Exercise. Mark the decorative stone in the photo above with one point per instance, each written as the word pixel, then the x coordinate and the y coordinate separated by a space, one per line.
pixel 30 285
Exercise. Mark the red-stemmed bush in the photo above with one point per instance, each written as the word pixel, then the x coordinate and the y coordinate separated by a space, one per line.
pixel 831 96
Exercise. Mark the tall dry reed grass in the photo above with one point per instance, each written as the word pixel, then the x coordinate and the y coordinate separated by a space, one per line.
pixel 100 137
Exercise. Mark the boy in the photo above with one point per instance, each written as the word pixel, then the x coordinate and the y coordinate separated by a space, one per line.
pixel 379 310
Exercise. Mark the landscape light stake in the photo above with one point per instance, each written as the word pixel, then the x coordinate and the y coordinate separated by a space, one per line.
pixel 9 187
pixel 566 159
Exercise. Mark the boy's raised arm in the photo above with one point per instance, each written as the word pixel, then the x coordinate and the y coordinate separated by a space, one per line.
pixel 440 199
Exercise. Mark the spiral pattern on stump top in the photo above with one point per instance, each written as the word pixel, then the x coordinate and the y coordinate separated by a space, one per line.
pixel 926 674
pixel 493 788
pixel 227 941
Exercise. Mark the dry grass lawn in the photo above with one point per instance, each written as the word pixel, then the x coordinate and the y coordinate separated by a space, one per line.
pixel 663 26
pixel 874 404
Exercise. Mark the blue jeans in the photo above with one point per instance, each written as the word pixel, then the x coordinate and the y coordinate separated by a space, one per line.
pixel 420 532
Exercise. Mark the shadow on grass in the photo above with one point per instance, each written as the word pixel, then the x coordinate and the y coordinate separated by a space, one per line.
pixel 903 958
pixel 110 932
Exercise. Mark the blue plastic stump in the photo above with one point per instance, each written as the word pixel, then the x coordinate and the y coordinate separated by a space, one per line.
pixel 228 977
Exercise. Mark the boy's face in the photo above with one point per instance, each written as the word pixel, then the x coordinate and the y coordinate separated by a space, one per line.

────

WHAT IS NEEDED: Reproduce every one of the items above word for word, line by line, in the same order.

SOLUTION FOR THIS PROBLEM:
Exercise. Mark the decorative stone in the photo above with one point per instance, each written as the word pixel, then the x coordinate and the y coordinate separated by a space, one per line.
pixel 30 285
Exercise. Mark the red-stemmed bush in the photo above with one point per instance, each written as the word pixel, then the x coordinate and the y coordinate separated by a space, one per line.
pixel 831 96
Exercise. Mark the tall dry reed grass in the photo above with one point per instance, each written as the word pixel, then the x coordinate and the y coordinate separated by a space, one per line.
pixel 100 137
Exercise. Mark the boy in the photo above with one point per instance, each written as the word pixel, then the x coordinate and the y coordinate separated by a space, one per line.
pixel 379 310
Exercise. Mark the landscape light stake in the photo above with one point per instance, each written as the word pixel, then the x coordinate and the y coordinate separated by a space, one per line.
pixel 9 187
pixel 566 159
Exercise. Mark the boy's raised arm in the photo above with one point per instance, each written as the word pixel, then the x coordinate and the y coordinate separated by a space, one per line.
pixel 440 199
Exercise. Mark the spiral pattern on stump top in the photo above with one point per instance, each written as the word pixel, then the x coordinate and the y coordinate separated by a space, one per line.
pixel 926 674
pixel 493 788
pixel 227 941
Exercise. Mark the dry grass lawn in the photo above with one point per instance, each written as the word pixel, then the x coordinate and the y coordinate separated by a space, one per line.
pixel 663 26
pixel 874 404
Exercise. Mark the blue jeans in the photo above with one point per instance, each written as the word pixel, then the x coordinate and the y coordinate separated by a space, one per line.
pixel 420 532
Exercise. Mark the shadow on grass in the photo above with one point per instance, each written as the word pixel, then the x coordinate and the y coordinate separated by a space, one per line.
pixel 903 958
pixel 110 932
Exercise. Mark the blue plastic stump in the photo above with one point per instance, each written as the word pixel, then the x coordinate and the y coordinate separated by a space, one per line.
pixel 228 977
Exercise. Mark the boy's face in the photo above with one point per instance, each written as the word pixel, then the x coordinate and the y coordinate separated by a space, one per line.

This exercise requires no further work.